_What to produce_
Every line of the data below is to be retyped exactly.

=== Section Start ===

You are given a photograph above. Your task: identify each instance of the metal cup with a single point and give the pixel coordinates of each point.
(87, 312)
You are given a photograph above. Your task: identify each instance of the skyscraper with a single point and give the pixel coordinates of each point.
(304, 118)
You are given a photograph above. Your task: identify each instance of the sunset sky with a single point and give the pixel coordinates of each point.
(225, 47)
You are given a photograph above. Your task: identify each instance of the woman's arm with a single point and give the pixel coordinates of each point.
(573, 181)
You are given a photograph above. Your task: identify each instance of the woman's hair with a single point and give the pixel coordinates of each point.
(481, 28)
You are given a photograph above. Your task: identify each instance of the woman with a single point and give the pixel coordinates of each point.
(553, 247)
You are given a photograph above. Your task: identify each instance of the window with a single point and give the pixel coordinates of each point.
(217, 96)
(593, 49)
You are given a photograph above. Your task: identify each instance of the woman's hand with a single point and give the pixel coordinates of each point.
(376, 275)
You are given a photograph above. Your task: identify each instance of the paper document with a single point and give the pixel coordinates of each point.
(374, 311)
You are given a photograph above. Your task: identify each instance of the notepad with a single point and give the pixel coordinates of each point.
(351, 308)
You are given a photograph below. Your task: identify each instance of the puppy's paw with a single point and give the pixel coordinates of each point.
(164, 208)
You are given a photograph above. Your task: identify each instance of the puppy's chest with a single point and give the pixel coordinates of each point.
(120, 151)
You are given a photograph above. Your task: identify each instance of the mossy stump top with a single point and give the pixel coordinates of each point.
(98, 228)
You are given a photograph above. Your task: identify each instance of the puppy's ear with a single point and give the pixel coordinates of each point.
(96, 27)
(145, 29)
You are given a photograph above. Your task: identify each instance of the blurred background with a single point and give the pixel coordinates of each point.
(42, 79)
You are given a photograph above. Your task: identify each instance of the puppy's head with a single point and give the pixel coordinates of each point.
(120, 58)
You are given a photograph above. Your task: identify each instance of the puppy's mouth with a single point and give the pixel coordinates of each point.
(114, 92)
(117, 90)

=== Section End ===

_Written answer_
You are given a photograph above. Your task: identify each instance of the metal cup with a single point and give the pixel coordinates of each point.
(87, 312)
You are given a photograph above. Your task: identify each instance of the skyscraper with a single point and give the pixel coordinates of each point.
(304, 118)
You are given a photograph above. Your task: identify each instance of the sunset sky with a single point and give the pixel coordinates of each point.
(225, 47)
You are given a photograph above. Your task: identify each instance of the woman's arm with a single point and give the pixel coordinates of each point.
(573, 181)
You are given a photograph above. Your task: identify each instance of the woman's hair with a single point and give the pixel coordinates of each point.
(481, 28)
You are given a photograph above. Your task: identify each instance of the woman with a single point and give the pixel coordinates of each point.
(553, 247)
You are given a photograph above. Your task: identify each instance of the window with a single point and give the pixel coordinates of each point.
(217, 96)
(593, 49)
You are given a photograph above. Your task: identify each instance of the woman's hand with a single point and give the pixel coordinates of each point.
(376, 275)
You are given a photograph above. Your task: identify each instance of the paper document with a single point and give the pixel coordinates of each point.
(374, 311)
You are given a photograph above. Your task: identify each instance of the notepad with a single point and give the pixel coordinates of each point.
(351, 308)
You are given a photograph below. Your task: identify each instance of the puppy's paw with a single point and give the pixel coordinates of each point.
(164, 208)
You are given a photograph above. Your task: identify each instance of the puppy's chest with a single point and give the pixel coordinates of each point.
(120, 151)
You are given a photograph above. Your task: identify each instance of the mossy stump top with a single point and give the pixel coordinates of each point.
(98, 228)
You are given a photograph above. Your task: identify each instance of the puppy's ear with a single point and give the pixel coordinates of each point.
(96, 27)
(145, 29)
You are given a photograph above. Your task: identify each instance of the blurred background with a single point and give the pixel coordinates of each point.
(42, 79)
You are given a photograph above. Your task: identify each instance of the puppy's head with a single point and give the pixel coordinates of each point.
(120, 58)
You are given a photograph above. Your task: identify each instance of the puppy's mouth with a single point and give the pixel coordinates of each point.
(114, 92)
(117, 90)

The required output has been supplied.